■ **Fragment źródłowy**:
···

A cóż to za dziwny powód? Ha! Sport, proszę wycieczki. Wierzcie lub nie, ale Szkocja wygrała tę łąkę w meczu piłkarskim! Nie, nie chodzi o słynne zwycięstwo Szkotów na Wembley w 1967 roku, ani o pierwszy oficjalny mecz międzypaństwowy z 1872 roku. Trzeba się cofnąć, cóż, troszkę głębiej w przeszłość. Zanim ustalono zasady powszechnie dziś obowiązujące. Do czasów, gdy na terenie Wielkiej Brytanii tradycyjnie rozgrywano mecze zwane "ba" albo "mob football" czyli "futbol tłumny" jak nieco niezgrabnie, ale jednak w sposób dobrze oddający zjawisko, można by tę nazwę przetłumaczyć. Pierwsze takie mecze odbywały się już w VIII wieku. Nie było sędziów, linii, zbyt wielu przepisów w sumie też nie. Liczba zawodników? Grał kto chciał, najczęściej grała wieś na sąsiadujacą wieś, a bramki były ustawione na ich przeciwległych granicach. Kopał, odbijał ręką lub rzucał, każdy kto chciał, pod warunkiem że był mieszkańcem jednej z osad. Faule? Jedynym stałym przepisem był ten, że nie wolno było zabić gracza drużyny przeciwnej. Gra kończyła się pojedynczym golem - gdy piłkę udało się wbić do jednej z bramek. Za pierwsze bramki w historii robiły... balkony kościołów. Grało się na uliczkach miejscowości, placach, polach, łąkach, podwórkach, jak piłka wpadła do wody, grało się w wodzie. Czasem mecz trwał kilka godzin, czasem dzień i noc. Te gry są jeszcze tu i ówdzie kultywowane do dziś jako element tradycji.

···

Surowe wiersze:

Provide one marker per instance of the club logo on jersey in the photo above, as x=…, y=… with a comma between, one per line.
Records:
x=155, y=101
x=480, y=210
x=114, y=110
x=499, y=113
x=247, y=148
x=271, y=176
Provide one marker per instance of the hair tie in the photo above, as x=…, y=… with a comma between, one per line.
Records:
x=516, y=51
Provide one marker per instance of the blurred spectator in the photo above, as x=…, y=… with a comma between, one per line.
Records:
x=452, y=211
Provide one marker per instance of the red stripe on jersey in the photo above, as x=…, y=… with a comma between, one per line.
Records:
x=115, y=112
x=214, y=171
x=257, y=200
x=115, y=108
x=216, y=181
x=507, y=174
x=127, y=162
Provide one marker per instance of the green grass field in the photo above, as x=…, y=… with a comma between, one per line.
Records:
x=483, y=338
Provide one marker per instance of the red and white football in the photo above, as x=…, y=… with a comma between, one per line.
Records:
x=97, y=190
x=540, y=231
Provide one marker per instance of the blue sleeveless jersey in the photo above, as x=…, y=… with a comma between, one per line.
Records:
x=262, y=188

···

Jaki był jedynym stałym przepisem dawnej gry opisanej we fragmencie o futbolu tłumnym?

■ **Pełna odpowiedź**:
Nie wolno było zabić gracza drużyny przeciwnej.